** Page extract follows **

Updated: Oct 18, 2021


A picture of the PEARL Space with smoke and coloured lighting
Using the lighting system to illustrate the reduction of visibility in PEARL using one of our smoke machines

The philosophy that drove the design of the PEARL facility is that we act based on our perception of the world. PEARL was designed to enable us to study this process of perception so that we can understand better how people come to make the decisions they do - and thus how they live within the changing world.


All of the information we know about our immediate environment comes to us through our sensorial pathways. The incoming data from each of our senses are then pulled together and blended with our lived experiences in order to create our perception of the world. We have some preferences and biases that are driven by our genes, so some of the data we use are actually generated before we were born. We must also not forget that some of our sensorial information comes from within the body - the interoceptive data - to add to the exteroceptive information from the exterior environment. This difference between our body as a living organism and our body as a compilation of lived experiences is encapsulated in the German language by two distinct words - the 'lived body' is called 'der Leib', and the 'living body' is called 'der Körper'. In English we have to rely on the use of adjectives to make this distinction, which might explain a bit about why we do not think about these so easily as separate elements of our daily life. The key to understanding how we act - and why we do what we do - is therefore this blend of lived experience and living organism, informed by the sensing of the immediate interoceptive and exteroceptive environments. This means that 'why we do what we do' is highly individual to each person, but also highly dependent on the moment - not only does the environment change from moment to moment, but our lived experiences increase as well - we are never the same from one moment to the next, however consistent we think we might be! Designing the environment for even one person is thus very complicated, but how do we do this for a number of people?

** End of Page extract **
** Provided information follows **

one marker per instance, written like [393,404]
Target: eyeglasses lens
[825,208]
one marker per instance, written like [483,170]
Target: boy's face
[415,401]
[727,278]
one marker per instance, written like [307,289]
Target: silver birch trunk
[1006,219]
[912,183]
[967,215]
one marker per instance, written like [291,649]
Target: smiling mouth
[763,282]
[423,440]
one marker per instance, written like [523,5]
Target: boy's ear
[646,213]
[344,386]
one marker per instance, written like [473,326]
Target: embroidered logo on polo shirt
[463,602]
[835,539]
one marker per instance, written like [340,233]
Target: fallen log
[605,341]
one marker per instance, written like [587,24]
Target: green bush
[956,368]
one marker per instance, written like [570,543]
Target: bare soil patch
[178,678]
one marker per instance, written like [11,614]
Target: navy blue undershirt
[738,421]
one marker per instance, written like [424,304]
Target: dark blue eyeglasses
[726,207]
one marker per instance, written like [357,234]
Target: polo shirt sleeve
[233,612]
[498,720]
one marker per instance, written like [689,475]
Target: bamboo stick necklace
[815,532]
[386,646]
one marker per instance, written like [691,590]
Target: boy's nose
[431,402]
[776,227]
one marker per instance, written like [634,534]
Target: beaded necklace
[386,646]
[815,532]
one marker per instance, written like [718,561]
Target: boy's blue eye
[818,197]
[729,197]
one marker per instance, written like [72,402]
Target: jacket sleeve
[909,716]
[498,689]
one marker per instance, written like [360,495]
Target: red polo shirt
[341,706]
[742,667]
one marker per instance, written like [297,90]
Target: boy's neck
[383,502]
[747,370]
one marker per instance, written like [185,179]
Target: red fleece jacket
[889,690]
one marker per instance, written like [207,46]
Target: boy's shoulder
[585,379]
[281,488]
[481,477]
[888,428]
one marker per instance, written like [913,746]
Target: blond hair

** End of Provided information **

◆ Work task 1
Reproduce the passage on PEARL and perception word for word, everything from "The philosophy that" down to "the changing world.".
◆ Work task 2
Extend the passage on PEARL and perception by writing the next part, beginning after its last sentence.

◆ Exercise response 1
The philosophy that drove the design of the PEARL facility is that we act based on our perception of the world. PEARL was designed to enable us to study this process of perception so that we can understand better how people come to make the decisions they do - and thus how they live within the changing world.

◆ Exercise response 2
Designing for many people has often been taken as having to deal with the physical reality of many people trying to use the same space - street, station, train, bus - at the same time. However, if the actions taken by each of these people actually depend on their individual perceptions of the space - including of course the other people within it - and their own lived experiences, then the challenge has to be about how we understand these processes. This is what underlies the design of PEARL.


In PEARL we can remove sensory data from the environment - which leaves a person bereft of their immediate exteroceptive sensory stimuli, and thus dependent on just their lived experience and their interoceptive information. This leads to all sorts of strange and disconcerting experiences. You might have experienced something like this when in a dark foggy noiseless environment, but did you wonder about how your brain set about creating your understanding of that environment and thus drove what you did next? As we add sensory stimuli to this environment, we can learn how the person begins to make sense of their environment - they can use the combination of their lived experience and their sensory information to create their perception. The cross-modality between senses enhances how we perceive the world - what we see is affected by what we hear and smell, and vice versa. We can then test people with different actions, different stimuli and so on, in order to start to understand the process of creating and modifying perceptions, and thus how we decide to do what we do.